• [Excerpted data]:
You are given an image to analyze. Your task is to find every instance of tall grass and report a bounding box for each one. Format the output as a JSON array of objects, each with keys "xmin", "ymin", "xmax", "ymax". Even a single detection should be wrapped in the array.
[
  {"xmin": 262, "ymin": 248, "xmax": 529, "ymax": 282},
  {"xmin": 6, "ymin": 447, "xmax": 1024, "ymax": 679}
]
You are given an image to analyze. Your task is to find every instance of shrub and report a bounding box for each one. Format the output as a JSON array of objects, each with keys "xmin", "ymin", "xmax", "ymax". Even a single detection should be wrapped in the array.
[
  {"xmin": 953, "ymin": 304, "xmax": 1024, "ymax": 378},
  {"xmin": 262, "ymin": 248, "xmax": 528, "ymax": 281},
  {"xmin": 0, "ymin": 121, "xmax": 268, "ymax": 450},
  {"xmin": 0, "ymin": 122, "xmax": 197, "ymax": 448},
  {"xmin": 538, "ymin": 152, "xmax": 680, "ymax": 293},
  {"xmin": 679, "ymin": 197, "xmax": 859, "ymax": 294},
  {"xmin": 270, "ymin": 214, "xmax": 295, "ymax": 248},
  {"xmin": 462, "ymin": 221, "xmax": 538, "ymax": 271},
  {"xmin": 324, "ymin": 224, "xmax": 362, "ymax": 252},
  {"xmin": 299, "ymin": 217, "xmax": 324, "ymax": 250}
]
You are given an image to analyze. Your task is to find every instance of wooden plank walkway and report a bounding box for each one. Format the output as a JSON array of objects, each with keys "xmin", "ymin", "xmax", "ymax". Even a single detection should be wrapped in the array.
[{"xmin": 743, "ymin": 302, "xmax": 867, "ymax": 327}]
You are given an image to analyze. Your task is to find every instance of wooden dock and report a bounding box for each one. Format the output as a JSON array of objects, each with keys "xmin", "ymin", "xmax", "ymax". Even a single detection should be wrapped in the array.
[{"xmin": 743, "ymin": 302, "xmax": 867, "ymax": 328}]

• [Task prompt]: Copy every one of the records above word for word, changing nothing.

• [In response]:
You are given an image to analyze. Your task is to find every instance of tall grass and report a bounding box for each one. Format the output as a JSON array of objects, each with keys "xmin", "ymin", "xmax", "ymax". Even a single detection should be wrapped in the array.
[
  {"xmin": 262, "ymin": 248, "xmax": 529, "ymax": 282},
  {"xmin": 6, "ymin": 447, "xmax": 1024, "ymax": 679}
]
You are given an image to analyze. Your task is to find every instance of shrub and report a bounding box for each one. Format the output as a JSON array of objects, each with keys "xmin", "ymin", "xmax", "ymax". Even a single detection should be wrapped in the array.
[
  {"xmin": 953, "ymin": 304, "xmax": 1024, "ymax": 378},
  {"xmin": 262, "ymin": 248, "xmax": 528, "ymax": 281},
  {"xmin": 0, "ymin": 121, "xmax": 268, "ymax": 450},
  {"xmin": 0, "ymin": 122, "xmax": 197, "ymax": 448},
  {"xmin": 538, "ymin": 152, "xmax": 680, "ymax": 293},
  {"xmin": 679, "ymin": 197, "xmax": 859, "ymax": 294},
  {"xmin": 270, "ymin": 214, "xmax": 295, "ymax": 248},
  {"xmin": 462, "ymin": 221, "xmax": 538, "ymax": 271},
  {"xmin": 324, "ymin": 224, "xmax": 362, "ymax": 252},
  {"xmin": 299, "ymin": 217, "xmax": 324, "ymax": 250}
]
You are given an image to analyze. Your task is to find every instance of wooden plank walkway and report a bounding box for each one. Format the output as a JSON array of objects, each with keys "xmin", "ymin", "xmax", "ymax". Even a single detection should be wrapped in the array.
[{"xmin": 743, "ymin": 302, "xmax": 867, "ymax": 327}]
You are given an image to analyze. Your task is to find every instance of wooden dock and report a bounding box for each one. Format the output as a JSON array of objects, each with keys "xmin", "ymin", "xmax", "ymax". Even a single detection should be wrapped in the array.
[{"xmin": 743, "ymin": 302, "xmax": 867, "ymax": 328}]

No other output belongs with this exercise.